According to tradition, Walker lodged his apprentices when not at sea, Cook among them, in his house in Grape Lane – now the Captain Cook Memorial Museum.
Cook was in Whitby for nine years, a quarter of his sea-going career. After his apprenticeship, he continued to serve in Walker’s ships rising to master’s mate. These ships were collier barks built in Whitby, the same type of ship used later on the Great Voyages. Whitby ‘taught him his trade’.
In 1755, Walker was about to promote him ‘master’. Cook had other ideas. He decided to take his chances in the Royal Navy, and signed on in London.
Cook’s service in Canada led to his appointments to command the three Great Voyages to the Pacific. He was killed in a fracas with natives in Hawaii in 1779.

### Given records

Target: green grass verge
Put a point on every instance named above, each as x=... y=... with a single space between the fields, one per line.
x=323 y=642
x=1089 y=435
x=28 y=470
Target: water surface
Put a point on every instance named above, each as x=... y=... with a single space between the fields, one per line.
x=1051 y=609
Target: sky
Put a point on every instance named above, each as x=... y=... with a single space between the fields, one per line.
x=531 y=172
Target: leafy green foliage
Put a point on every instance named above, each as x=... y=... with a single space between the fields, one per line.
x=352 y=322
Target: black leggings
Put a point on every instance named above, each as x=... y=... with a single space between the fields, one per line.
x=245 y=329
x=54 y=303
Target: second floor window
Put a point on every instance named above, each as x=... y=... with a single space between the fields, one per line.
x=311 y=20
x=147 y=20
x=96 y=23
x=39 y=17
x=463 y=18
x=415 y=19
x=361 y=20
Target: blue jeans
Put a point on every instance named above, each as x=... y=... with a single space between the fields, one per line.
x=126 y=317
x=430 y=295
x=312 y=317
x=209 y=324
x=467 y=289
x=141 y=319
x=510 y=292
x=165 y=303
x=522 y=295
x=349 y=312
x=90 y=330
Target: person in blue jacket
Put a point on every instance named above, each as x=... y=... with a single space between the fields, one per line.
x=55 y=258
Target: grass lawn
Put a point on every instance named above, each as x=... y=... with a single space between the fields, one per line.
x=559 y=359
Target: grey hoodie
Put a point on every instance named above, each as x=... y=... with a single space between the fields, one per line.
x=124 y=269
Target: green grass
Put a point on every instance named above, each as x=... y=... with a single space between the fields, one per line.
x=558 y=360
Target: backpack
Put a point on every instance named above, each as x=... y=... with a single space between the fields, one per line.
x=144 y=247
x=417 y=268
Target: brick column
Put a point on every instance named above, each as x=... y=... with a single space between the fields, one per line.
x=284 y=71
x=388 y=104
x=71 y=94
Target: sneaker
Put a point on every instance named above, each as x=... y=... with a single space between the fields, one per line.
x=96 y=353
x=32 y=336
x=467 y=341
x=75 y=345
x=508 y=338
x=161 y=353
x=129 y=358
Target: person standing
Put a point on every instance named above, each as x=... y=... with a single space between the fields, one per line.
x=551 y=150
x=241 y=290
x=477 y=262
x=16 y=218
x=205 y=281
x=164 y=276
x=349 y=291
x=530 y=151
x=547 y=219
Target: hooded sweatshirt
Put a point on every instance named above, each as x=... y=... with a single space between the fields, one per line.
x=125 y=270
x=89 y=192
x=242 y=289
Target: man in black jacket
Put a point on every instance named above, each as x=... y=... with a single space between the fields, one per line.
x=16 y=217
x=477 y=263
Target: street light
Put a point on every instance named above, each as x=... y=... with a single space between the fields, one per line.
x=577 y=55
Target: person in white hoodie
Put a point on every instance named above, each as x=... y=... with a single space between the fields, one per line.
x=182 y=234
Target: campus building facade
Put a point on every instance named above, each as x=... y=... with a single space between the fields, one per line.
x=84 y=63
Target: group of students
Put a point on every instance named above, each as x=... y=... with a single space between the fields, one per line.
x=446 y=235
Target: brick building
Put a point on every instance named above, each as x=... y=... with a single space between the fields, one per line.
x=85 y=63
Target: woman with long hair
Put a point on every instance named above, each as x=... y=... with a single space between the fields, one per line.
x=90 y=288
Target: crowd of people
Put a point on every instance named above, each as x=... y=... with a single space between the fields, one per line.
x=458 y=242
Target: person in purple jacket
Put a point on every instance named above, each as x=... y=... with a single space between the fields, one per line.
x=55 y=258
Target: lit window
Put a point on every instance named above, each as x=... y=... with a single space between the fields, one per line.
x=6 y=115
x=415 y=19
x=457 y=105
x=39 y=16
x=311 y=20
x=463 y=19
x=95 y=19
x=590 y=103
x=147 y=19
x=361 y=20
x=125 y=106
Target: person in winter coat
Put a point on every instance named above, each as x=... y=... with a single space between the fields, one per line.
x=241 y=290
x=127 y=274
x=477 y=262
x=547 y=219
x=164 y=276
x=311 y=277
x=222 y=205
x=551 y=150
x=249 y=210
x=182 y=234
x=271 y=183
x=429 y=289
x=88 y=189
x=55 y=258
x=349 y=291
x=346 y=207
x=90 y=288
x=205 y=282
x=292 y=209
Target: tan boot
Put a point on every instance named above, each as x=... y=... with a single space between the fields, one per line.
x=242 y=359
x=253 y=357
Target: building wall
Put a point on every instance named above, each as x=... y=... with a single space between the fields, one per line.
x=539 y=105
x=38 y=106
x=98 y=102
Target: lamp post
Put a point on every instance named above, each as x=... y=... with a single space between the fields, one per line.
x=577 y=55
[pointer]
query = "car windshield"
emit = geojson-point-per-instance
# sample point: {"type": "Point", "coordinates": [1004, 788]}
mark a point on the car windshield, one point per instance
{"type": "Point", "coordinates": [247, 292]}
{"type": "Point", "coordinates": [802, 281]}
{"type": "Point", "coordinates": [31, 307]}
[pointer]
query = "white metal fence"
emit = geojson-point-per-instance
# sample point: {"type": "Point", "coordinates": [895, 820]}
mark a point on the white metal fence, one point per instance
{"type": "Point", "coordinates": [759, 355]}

### Problem 1
Write out the passage on Cook from "Cook was in" down to "on in London.", replacing "ships" with "vessels".
### Problem 2
Reproduce the rows verbatim from the line containing "Target: blue jeans" down to the line containing "x=558 y=360", including both of those lines.
The passage on Cook and the rows are separate, unrelated material.

### Exercise response 1
Cook was in Whitby for nine years, a quarter of his sea-going career. After his apprenticeship, he continued to serve in Walker’s vessels rising to master’s mate. These vessels were collier barks built in Whitby, the same type of ship used later on the Great Voyages. Whitby ‘taught him his trade’.
In 1755, Walker was about to promote him ‘master’. Cook had other ideas. He decided to take his chances in the Royal Navy, and signed on in London.

### Exercise response 2
Target: blue jeans
Put a point on every instance named above, each as x=... y=... with a single space between the fields, one per line.
x=126 y=317
x=430 y=295
x=312 y=317
x=209 y=324
x=467 y=289
x=141 y=319
x=510 y=292
x=165 y=303
x=522 y=295
x=349 y=312
x=90 y=330
Target: person in blue jacket
Put a point on every instance named above, each as x=... y=... with a single space between the fields, one per line.
x=55 y=258
Target: grass lawn
Put a point on every instance named above, each as x=... y=... with a single space between the fields, one per line.
x=559 y=359
Target: grey hoodie
Put a point on every instance named above, each as x=... y=... with a single space between the fields, one per line.
x=124 y=269
Target: green grass
Put a point on every instance named above, each as x=... y=... with a single space between the fields, one per line.
x=558 y=360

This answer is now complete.